## [Your tasks]
- 1) Put this sentence from the forum thread into Spanish: "It's not the same as a printed page."
- 2) In the forum thread, rewrite the stretch from "I also tend" through "your honest feedback.", putting "the software" in place of "MS Word".

## [Reading text]
:::

It comes up here a lot, folk who rely on software for their spelling, grammar and punctuation - it shows. Word spell-check won't catch a correctly spelled word incorrectly applied. Also, grammar checkers are generally more oriented for business writing - fine if you're writing a contract or a show-cause letter, not so good for erotica.

As I say, it shows - if someone "sees" the writing and not what's being written about, then the writing is getting in the way - for me and for many others.

Walls of text - you need to remember that many readers use phones and mobile devices for reading Lit - content for use on-line needs to be broken down into smaller chunks, so there's plenty of white space. It's not the same as a printed page.

The use of cup sizes as a descriptor is also a personal preference - some people love it and it does the job for them; others think oh for godssake why? It polarises, certainly, and my gut feel from the last few years here suggests on the whole it's better not to use it as a writing ploy. For me, it evokes nothing but a very unsexy comparative table on a medical web-site. But as I say, some readers crave the numbers. It wasn't the story killer though, just the "right, that's enough" moment.
 
That is the problem with living in the electronic age, you get used to letting the software do the work I guess. I've been out of school for more than thirty years and haven't written anything longer than a grocery list until seven months ago. The only other thing I write are e-mails at work and where I work no one is paying attention to punctuation believe me, you would be appalled at what the e-mail traffic at my office reads like.

Anyway I do try to proof read my stuff but after re-reading the same thing for the tenth time it starts to get old and no matter how careful I miss things, I'm actually embarrassed about the "complement" thing, I know the right word I just didn't catch that MS Word had changed it.

I also tend to just let MS Word handle the punctuation and assume its right but looking at some of your examples I can see where it reads worse than my original version. I am going to go back and edit it again after the holidays and try a little harder next time.

Thanks for your honest feedback.
 
The only other thing I write are e-mails at work and where I work no one is paying attention to punctuation believe me, you would be appalled at what the e-mail traffic at my office reads like.

Lol - I've worked with graduate engineers, I know exactly what you mean.

:::

## [Available data]
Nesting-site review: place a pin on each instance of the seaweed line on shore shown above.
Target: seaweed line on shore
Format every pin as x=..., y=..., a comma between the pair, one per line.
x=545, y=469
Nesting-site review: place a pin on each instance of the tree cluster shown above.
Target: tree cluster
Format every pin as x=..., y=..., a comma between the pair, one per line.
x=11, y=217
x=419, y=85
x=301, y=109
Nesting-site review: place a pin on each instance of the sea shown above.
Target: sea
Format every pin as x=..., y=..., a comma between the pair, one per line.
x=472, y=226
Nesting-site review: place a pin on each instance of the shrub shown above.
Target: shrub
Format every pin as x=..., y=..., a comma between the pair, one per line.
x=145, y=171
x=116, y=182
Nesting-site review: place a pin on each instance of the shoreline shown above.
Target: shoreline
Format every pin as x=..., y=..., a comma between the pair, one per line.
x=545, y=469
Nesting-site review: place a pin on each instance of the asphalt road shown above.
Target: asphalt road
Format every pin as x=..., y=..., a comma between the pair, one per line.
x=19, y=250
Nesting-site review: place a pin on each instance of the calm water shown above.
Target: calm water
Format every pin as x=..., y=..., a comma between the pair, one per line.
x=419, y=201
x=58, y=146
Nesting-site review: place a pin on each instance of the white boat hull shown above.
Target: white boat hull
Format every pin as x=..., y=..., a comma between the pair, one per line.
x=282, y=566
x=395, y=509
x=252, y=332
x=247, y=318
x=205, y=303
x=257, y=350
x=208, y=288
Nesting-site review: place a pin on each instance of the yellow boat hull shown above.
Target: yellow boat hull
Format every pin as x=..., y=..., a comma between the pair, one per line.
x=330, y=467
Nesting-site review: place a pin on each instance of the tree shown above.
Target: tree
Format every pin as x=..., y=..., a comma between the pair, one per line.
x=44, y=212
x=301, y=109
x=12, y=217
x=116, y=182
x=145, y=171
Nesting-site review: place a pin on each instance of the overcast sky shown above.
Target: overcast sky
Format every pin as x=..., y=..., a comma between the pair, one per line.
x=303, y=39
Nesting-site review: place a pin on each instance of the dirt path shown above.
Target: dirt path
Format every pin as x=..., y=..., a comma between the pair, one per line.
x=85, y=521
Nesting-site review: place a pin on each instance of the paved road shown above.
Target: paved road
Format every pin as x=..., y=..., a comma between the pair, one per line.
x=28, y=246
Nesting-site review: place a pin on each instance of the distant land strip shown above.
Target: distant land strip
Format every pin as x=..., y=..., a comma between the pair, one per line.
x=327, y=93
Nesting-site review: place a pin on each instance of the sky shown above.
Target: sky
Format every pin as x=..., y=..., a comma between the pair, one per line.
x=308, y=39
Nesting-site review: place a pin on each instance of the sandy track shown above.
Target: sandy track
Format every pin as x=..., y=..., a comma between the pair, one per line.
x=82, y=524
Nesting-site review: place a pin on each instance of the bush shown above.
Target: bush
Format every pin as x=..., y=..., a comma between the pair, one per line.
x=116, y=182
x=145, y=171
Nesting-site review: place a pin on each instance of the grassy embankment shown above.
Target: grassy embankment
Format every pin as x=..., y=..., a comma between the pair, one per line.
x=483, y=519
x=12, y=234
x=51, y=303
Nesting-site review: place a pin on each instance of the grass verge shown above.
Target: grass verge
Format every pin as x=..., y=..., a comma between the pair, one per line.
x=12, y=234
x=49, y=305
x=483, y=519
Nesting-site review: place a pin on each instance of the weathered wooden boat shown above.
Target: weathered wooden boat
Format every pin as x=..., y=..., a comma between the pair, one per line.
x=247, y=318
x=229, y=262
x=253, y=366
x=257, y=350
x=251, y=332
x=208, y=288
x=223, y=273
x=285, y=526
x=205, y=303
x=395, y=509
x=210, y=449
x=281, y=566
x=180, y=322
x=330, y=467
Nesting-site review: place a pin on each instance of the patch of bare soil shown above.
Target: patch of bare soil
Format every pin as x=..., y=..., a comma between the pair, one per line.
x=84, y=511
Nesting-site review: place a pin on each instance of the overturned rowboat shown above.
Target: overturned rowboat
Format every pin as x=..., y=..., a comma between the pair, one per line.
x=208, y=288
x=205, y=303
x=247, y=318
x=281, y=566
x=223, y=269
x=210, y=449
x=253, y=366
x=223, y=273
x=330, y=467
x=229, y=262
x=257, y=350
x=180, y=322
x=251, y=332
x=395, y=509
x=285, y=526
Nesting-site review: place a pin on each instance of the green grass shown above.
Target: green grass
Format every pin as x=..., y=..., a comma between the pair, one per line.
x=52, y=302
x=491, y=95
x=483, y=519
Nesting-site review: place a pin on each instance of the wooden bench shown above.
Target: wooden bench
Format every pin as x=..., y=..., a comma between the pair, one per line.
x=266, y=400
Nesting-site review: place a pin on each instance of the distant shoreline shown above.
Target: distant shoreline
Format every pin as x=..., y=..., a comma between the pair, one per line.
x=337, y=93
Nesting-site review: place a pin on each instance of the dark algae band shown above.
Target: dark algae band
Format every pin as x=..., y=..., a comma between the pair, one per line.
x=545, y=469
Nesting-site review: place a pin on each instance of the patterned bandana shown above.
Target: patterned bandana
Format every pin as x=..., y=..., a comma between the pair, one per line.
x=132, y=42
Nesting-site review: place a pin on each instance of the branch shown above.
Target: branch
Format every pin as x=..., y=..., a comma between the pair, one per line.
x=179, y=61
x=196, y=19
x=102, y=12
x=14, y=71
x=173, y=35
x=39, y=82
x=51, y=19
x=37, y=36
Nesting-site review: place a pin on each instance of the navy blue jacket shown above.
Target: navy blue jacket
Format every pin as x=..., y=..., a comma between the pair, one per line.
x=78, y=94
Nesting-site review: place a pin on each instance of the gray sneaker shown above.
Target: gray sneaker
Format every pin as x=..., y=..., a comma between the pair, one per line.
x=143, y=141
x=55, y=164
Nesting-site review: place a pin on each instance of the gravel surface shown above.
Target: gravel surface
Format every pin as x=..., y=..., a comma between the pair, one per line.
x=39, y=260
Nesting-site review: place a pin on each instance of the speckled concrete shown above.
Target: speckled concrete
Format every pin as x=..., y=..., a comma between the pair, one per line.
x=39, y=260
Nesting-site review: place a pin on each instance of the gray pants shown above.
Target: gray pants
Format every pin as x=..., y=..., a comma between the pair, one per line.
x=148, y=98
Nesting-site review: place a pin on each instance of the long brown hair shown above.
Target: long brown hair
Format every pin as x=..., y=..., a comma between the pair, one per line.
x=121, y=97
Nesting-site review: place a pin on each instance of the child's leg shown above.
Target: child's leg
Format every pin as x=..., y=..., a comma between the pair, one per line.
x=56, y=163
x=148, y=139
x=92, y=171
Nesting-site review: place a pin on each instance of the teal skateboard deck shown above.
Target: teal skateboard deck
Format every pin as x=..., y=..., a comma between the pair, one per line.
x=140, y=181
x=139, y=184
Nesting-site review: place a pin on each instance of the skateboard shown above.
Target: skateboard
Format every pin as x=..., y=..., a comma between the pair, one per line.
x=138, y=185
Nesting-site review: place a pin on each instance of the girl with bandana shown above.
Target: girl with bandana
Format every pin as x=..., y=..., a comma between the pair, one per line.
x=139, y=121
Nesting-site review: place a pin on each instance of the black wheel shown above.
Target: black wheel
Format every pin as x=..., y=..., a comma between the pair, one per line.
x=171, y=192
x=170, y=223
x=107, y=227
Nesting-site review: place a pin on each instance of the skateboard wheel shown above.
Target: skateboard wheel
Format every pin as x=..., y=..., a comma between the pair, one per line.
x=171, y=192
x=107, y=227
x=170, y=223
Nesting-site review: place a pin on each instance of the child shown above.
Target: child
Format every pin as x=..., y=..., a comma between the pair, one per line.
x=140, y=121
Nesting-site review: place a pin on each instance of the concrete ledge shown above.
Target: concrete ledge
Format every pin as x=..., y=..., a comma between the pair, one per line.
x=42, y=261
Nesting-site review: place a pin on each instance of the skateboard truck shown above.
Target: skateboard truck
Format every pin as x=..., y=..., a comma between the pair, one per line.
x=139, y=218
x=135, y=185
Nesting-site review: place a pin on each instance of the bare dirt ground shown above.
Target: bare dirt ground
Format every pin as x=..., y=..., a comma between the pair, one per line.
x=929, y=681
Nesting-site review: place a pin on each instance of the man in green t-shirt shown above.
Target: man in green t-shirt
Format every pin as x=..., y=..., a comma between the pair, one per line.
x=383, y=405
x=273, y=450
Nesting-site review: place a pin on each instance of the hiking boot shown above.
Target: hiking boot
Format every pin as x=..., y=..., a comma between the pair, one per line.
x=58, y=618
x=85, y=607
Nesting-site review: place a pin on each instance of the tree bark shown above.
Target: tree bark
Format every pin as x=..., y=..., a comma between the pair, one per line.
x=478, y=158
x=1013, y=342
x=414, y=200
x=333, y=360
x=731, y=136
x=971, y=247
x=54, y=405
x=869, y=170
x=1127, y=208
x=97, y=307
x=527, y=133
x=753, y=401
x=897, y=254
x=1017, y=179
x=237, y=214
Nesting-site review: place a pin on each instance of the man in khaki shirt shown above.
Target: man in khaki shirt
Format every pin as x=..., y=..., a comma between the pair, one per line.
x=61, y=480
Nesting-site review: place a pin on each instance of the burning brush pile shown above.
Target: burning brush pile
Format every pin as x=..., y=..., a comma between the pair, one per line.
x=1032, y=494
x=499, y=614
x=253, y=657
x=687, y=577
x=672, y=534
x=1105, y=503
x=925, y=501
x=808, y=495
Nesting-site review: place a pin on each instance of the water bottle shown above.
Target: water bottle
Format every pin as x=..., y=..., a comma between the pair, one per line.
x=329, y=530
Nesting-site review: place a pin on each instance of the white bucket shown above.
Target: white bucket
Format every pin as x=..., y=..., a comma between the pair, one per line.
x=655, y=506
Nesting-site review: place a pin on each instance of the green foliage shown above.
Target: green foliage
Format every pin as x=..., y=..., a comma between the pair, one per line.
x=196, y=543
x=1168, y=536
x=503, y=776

:::

## [Results in order]
- 1) No es lo mismo que una página impresa.

- 2)
I also tend to just let the software handle the punctuation and assume its right but looking at some of your examples I can see where it reads worse than my original version. I am going to go back and edit it again after the holidays and try a little harder next time.

Thanks for your honest feedback.